▶ _TASK TO COMPLETE_:
Reproduce, unchanged and in full, the part of the records below that opens with the line containing "spot the red winter jacket" and runs through the end of the records, both ends included.

[Records of point placements]
= = =

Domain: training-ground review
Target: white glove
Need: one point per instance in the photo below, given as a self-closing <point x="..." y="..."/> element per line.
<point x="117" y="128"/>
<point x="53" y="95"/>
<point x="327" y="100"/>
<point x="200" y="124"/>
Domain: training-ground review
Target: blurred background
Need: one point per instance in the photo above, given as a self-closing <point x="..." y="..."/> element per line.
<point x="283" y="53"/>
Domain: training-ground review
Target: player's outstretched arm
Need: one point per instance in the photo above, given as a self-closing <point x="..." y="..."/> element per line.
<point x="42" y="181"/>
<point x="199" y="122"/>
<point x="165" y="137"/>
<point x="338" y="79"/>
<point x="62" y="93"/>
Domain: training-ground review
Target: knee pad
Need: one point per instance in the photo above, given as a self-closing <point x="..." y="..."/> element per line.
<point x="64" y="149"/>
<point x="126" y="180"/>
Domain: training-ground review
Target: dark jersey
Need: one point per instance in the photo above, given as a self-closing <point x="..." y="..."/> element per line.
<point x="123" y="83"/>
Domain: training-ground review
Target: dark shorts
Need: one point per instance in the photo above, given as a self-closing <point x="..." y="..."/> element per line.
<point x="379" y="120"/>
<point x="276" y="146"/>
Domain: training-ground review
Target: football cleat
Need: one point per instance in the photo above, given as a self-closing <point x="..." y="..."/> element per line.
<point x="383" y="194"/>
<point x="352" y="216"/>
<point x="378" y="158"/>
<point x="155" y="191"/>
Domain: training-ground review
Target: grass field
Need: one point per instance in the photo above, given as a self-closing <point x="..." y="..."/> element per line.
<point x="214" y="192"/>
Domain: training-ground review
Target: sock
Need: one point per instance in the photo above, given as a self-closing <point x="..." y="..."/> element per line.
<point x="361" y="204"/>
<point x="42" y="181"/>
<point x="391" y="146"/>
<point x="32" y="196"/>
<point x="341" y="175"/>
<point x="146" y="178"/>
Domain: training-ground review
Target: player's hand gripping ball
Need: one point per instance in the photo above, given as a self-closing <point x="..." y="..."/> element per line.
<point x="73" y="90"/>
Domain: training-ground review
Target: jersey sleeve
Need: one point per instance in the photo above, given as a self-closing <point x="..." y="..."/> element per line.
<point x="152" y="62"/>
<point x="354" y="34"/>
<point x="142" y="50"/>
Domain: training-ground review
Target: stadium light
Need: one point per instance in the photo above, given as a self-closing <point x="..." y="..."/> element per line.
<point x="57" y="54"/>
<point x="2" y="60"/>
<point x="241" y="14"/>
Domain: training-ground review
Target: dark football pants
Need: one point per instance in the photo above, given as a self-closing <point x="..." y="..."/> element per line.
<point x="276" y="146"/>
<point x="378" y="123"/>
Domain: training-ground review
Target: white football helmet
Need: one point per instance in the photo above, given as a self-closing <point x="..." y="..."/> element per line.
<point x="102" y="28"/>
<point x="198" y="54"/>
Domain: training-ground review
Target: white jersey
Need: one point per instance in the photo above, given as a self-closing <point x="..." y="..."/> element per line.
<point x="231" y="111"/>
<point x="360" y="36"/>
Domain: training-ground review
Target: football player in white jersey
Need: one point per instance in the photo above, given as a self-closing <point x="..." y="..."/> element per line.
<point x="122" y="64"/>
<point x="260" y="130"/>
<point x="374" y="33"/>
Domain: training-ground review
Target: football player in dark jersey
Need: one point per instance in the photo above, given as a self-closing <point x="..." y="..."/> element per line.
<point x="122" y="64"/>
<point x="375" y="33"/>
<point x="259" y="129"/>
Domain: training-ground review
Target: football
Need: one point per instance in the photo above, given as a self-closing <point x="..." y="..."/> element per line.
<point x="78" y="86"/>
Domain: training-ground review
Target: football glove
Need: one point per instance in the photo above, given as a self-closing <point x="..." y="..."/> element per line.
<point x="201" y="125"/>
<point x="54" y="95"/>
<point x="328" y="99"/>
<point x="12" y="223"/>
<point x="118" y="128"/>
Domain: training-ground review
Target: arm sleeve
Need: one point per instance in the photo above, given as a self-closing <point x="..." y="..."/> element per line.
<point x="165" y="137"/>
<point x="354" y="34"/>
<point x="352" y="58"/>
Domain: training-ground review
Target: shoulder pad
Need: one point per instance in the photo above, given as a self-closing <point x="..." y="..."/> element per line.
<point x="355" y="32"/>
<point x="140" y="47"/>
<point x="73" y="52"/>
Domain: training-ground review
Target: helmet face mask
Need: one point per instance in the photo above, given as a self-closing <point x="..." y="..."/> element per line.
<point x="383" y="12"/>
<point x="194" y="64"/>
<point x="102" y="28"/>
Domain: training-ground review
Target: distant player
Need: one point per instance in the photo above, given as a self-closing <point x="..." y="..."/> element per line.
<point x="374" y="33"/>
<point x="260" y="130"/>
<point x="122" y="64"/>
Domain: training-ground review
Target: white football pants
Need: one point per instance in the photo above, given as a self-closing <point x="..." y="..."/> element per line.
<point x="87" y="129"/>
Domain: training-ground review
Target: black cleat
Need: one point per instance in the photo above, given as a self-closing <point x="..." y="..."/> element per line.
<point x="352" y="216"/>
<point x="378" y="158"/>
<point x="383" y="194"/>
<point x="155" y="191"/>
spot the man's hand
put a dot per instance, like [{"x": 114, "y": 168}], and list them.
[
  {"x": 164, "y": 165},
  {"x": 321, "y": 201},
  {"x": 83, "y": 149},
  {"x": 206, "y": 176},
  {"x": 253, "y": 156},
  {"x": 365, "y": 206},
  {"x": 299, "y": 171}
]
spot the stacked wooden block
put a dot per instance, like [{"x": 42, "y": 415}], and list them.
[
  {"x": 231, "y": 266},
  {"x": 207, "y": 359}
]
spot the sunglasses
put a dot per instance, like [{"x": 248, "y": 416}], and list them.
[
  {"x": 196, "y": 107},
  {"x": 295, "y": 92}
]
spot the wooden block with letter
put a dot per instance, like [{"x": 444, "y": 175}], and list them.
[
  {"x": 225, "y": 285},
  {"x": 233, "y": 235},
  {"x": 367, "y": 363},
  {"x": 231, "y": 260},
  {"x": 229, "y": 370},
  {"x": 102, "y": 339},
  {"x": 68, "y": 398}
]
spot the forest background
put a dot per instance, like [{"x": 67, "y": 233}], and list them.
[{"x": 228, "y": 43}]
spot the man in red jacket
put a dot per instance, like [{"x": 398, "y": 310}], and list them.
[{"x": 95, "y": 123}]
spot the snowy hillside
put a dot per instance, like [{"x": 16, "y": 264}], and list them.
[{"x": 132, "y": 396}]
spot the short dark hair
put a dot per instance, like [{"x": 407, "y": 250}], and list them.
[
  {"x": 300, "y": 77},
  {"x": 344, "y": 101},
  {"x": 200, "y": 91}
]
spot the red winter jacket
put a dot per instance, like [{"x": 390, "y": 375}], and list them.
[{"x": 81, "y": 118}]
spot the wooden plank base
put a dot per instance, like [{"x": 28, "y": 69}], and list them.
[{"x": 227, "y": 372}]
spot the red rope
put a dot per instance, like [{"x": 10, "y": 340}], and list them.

= = =

▶ _THE SOLUTION_:
spot the red winter jacket
put a dot per instance, like [{"x": 390, "y": 375}], and list them.
[{"x": 81, "y": 118}]
spot the wooden plank base
put a dot per instance, like [{"x": 28, "y": 69}], and list them.
[{"x": 227, "y": 372}]
spot the red rope
put a dot per instance, like [{"x": 10, "y": 340}], and list them.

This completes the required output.